Document =>
------------------------------------------------------------------------

Derivation Of Compton Shift Equation

Using the above diagram, derive the Compton Shift Equation.

Conservation of momentum gives:

$$\begin{aligned}p \, &= p’ \, \text{cos} \, \theta + P_{e} \, \text{cos} \, \phi \\ P_{e} \, \text{cos} \, \phi \, &= p \, – p’ \, \text{cos} \, \theta \end{aligned} $$

AND

$$\begin{aligned} 0 \, &= p’ \, \text{sin} \, \theta \, – P_{e} \, \text{sin} \, \phi \\ P_{e} \, \text{sin} \, \phi \, &= p’ \, \text{sin} \, \theta \end{aligned}$$

Combining the above two equations gives equation 1:  (Use $\text{sin}^{2} \, \phi + \text{cos}^{2} \, \phi = 1$)

------------------------------------------------------------------------

Collected data =>
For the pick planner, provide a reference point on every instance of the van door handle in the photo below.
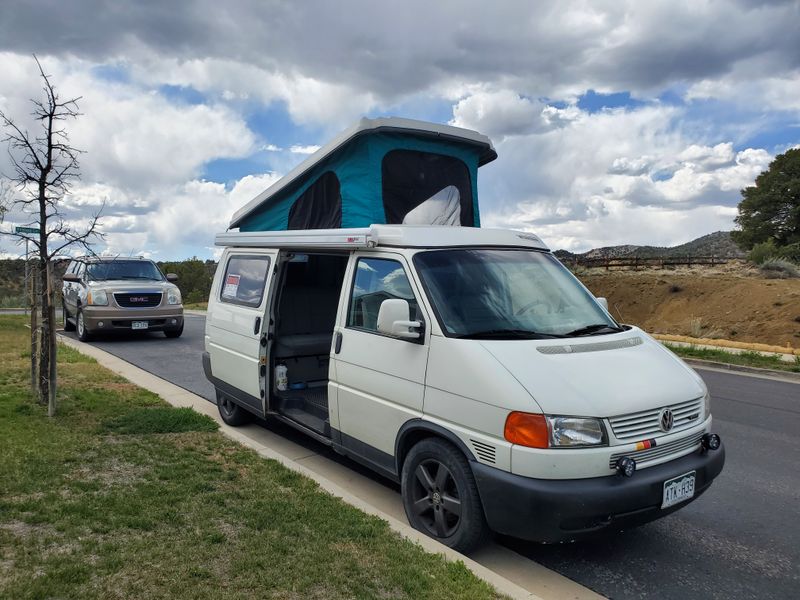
(338, 346)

------------------------------------------------------------------------

Task directions => Return the Compton shift derivation word for word, from its title through to its last line.

Worked solution =>
Derivation Of Compton Shift Equation

Using the above diagram, derive the Compton Shift Equation.

Conservation of momentum gives:

$$\begin{aligned}p \, &= p’ \, \text{cos} \, \theta + P_{e} \, \text{cos} \, \phi \\ P_{e} \, \text{cos} \, \phi \, &= p \, – p’ \, \text{cos} \, \theta \end{aligned} $$

AND

$$\begin{aligned} 0 \, &= p’ \, \text{sin} \, \theta \, – P_{e} \, \text{sin} \, \phi \\ P_{e} \, \text{sin} \, \phi \, &= p’ \, \text{sin} \, \theta \end{aligned}$$

Combining the above two equations gives equation 1:  (Use $\text{sin}^{2} \, \phi + \text{cos}^{2} \, \phi = 1$)